GIVEN INSTRUCTION:
List every line of the listing below that contains the word "ornate".

Coordinate annotation listing:
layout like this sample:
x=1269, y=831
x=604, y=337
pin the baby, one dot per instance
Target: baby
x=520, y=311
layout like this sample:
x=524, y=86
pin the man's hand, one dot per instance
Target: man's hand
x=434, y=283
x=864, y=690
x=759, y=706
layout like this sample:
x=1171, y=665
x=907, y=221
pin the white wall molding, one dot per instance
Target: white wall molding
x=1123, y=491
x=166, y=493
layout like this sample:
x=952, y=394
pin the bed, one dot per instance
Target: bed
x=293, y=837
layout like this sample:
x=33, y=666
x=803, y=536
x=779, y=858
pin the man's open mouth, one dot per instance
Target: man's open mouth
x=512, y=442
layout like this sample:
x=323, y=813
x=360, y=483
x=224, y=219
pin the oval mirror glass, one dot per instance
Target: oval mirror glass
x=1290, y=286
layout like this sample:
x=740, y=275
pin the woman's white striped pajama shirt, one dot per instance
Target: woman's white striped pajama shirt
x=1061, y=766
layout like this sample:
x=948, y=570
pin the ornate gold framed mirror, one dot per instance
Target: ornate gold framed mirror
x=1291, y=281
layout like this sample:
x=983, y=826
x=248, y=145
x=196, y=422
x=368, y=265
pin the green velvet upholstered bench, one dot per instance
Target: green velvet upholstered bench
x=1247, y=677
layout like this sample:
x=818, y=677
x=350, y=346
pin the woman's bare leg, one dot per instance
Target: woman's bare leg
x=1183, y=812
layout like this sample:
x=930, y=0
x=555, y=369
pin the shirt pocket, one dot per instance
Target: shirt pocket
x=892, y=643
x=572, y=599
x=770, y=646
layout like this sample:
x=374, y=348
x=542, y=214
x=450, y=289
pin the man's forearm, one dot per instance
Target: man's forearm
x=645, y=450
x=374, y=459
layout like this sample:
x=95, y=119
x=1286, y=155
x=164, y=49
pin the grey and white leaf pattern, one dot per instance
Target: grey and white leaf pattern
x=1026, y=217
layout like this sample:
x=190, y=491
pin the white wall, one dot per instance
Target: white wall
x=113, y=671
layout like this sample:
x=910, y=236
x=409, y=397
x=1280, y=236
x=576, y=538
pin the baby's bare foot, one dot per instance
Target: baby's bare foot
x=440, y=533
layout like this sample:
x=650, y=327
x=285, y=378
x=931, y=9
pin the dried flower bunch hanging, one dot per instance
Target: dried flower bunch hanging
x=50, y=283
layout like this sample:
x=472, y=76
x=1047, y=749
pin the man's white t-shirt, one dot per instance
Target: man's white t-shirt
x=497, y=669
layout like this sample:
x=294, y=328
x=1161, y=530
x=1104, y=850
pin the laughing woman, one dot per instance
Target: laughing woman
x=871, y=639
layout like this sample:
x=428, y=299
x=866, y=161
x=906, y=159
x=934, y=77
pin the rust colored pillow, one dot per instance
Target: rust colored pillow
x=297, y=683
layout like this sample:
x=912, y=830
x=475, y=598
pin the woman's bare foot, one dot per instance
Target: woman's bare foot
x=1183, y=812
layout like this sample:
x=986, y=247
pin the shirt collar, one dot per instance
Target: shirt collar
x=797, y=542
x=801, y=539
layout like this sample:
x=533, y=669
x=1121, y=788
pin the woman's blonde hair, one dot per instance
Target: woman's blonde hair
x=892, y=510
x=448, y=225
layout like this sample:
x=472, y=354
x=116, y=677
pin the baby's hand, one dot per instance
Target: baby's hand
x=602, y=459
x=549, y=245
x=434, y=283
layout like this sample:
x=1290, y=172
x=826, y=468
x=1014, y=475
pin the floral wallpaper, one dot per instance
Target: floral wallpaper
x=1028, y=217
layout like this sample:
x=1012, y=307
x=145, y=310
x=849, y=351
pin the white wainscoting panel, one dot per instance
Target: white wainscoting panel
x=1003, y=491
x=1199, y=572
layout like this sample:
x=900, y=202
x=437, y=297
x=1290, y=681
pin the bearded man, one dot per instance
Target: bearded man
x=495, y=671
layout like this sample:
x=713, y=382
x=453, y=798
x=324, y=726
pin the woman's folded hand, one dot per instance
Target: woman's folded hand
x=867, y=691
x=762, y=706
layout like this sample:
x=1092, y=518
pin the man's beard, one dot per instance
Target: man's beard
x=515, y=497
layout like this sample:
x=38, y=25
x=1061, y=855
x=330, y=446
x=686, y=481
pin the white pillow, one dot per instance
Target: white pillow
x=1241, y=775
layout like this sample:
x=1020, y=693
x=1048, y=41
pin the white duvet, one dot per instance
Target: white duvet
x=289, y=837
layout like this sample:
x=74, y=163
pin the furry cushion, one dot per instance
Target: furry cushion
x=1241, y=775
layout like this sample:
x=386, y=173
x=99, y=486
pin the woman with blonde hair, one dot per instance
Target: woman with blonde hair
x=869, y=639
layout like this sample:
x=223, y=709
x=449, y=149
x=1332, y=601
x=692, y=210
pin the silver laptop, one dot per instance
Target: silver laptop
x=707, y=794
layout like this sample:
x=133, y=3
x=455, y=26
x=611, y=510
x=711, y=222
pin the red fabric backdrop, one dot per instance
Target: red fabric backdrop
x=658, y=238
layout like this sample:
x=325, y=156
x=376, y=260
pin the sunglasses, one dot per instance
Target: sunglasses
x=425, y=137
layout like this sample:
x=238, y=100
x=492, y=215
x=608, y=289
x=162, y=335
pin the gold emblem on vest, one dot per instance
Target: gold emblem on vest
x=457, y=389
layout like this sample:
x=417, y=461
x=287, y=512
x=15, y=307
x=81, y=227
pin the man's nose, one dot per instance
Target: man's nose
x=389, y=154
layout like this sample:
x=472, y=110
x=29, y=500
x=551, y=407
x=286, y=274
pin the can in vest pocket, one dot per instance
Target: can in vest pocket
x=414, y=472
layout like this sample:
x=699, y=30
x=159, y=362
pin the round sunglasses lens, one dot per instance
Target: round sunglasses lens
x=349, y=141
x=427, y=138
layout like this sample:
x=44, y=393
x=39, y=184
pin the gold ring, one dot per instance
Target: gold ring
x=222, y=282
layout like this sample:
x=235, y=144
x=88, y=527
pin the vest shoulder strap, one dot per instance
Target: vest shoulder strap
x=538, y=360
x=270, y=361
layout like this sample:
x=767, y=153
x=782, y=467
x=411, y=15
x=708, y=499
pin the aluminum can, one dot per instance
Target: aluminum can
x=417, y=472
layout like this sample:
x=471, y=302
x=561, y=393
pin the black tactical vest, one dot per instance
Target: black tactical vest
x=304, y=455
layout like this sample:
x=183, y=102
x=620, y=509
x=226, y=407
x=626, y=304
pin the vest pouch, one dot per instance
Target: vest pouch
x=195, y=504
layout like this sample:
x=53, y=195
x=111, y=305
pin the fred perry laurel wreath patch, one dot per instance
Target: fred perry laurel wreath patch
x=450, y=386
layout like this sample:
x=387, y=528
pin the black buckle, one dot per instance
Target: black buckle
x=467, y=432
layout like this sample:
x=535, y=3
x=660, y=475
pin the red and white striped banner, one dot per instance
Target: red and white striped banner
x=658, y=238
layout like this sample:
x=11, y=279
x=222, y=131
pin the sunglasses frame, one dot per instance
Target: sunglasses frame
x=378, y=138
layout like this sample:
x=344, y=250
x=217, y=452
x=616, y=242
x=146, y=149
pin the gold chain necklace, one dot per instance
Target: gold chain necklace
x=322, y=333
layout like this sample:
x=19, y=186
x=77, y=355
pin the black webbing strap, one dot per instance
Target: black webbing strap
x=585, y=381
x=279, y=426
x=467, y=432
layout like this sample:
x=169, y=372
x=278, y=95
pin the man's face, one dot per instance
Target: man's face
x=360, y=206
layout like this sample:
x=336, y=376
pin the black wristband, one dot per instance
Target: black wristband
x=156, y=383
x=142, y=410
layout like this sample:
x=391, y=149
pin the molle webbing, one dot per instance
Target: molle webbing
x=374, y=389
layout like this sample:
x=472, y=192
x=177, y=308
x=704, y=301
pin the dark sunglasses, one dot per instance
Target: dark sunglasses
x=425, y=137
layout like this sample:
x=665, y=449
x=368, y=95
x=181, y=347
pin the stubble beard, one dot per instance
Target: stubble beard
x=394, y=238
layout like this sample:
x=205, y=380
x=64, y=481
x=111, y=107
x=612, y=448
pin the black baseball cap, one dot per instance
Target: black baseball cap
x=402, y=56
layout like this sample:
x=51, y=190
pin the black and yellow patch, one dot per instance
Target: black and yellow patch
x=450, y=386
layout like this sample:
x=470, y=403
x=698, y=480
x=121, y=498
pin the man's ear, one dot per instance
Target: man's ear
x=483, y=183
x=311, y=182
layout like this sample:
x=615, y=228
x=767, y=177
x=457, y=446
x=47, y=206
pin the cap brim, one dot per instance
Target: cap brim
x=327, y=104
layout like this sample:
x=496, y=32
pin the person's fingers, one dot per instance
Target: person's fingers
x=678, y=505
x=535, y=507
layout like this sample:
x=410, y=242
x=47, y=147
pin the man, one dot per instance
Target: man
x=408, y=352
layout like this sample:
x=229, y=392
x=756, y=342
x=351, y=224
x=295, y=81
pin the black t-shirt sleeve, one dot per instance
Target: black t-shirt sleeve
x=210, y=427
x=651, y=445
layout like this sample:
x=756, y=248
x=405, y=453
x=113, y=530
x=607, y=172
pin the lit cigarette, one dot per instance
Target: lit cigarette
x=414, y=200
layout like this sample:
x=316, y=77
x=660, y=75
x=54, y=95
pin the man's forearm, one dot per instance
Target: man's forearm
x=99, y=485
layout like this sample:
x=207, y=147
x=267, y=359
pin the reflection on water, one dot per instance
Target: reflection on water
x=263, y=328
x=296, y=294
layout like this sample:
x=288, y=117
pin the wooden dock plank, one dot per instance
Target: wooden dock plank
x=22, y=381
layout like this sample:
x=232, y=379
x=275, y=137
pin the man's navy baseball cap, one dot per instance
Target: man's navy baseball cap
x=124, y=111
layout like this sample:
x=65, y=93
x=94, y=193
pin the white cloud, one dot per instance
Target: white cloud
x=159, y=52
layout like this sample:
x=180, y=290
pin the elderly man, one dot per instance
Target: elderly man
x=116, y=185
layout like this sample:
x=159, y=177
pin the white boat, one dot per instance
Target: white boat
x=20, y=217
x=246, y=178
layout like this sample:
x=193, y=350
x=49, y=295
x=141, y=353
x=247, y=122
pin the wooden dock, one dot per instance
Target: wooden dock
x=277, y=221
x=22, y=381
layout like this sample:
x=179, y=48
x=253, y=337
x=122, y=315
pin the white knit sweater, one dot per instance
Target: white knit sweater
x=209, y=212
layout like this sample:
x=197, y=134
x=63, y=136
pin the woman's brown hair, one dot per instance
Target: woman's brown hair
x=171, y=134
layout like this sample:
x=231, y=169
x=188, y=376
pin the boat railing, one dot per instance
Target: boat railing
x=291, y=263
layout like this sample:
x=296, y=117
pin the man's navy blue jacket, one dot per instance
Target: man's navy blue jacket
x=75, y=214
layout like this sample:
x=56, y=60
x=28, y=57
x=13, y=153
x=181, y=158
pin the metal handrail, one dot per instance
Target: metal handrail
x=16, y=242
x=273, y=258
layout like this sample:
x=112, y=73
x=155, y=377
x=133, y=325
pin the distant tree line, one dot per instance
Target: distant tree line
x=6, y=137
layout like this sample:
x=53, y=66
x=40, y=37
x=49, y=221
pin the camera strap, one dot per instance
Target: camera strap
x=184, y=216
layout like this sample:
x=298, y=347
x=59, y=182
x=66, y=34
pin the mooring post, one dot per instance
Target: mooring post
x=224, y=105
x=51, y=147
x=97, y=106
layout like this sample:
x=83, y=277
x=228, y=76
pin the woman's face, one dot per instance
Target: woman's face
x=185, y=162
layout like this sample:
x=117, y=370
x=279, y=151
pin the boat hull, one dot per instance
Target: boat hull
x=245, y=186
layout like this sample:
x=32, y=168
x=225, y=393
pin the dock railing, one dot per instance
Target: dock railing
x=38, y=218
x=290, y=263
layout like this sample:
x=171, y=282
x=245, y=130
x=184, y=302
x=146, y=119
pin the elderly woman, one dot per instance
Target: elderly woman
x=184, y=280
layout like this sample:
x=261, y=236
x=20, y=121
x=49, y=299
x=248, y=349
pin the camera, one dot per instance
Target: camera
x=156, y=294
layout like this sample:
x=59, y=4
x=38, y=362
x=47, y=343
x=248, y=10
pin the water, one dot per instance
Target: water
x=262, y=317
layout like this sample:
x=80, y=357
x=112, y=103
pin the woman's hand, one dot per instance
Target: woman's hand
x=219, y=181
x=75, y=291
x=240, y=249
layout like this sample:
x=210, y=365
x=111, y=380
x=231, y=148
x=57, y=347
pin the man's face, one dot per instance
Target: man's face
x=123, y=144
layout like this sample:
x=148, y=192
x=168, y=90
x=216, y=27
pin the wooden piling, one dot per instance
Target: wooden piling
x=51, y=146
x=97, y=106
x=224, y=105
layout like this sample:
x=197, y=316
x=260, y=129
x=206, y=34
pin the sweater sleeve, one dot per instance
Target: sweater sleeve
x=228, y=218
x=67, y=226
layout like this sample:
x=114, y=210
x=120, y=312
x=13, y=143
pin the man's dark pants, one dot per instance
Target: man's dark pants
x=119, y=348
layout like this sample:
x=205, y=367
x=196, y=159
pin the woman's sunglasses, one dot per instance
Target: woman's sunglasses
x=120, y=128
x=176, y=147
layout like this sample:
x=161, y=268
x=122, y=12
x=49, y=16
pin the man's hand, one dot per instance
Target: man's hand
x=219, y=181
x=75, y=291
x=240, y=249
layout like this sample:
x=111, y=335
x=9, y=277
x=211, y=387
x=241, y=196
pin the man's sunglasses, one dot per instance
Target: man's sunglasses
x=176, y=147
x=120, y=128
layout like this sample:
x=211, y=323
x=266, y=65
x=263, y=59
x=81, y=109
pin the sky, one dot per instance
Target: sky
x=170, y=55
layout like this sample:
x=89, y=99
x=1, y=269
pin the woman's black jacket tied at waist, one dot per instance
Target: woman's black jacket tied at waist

EXPECTED ANSWER:
pin the ornate gold framed mirror, one dot per instance
Target: ornate gold framed mirror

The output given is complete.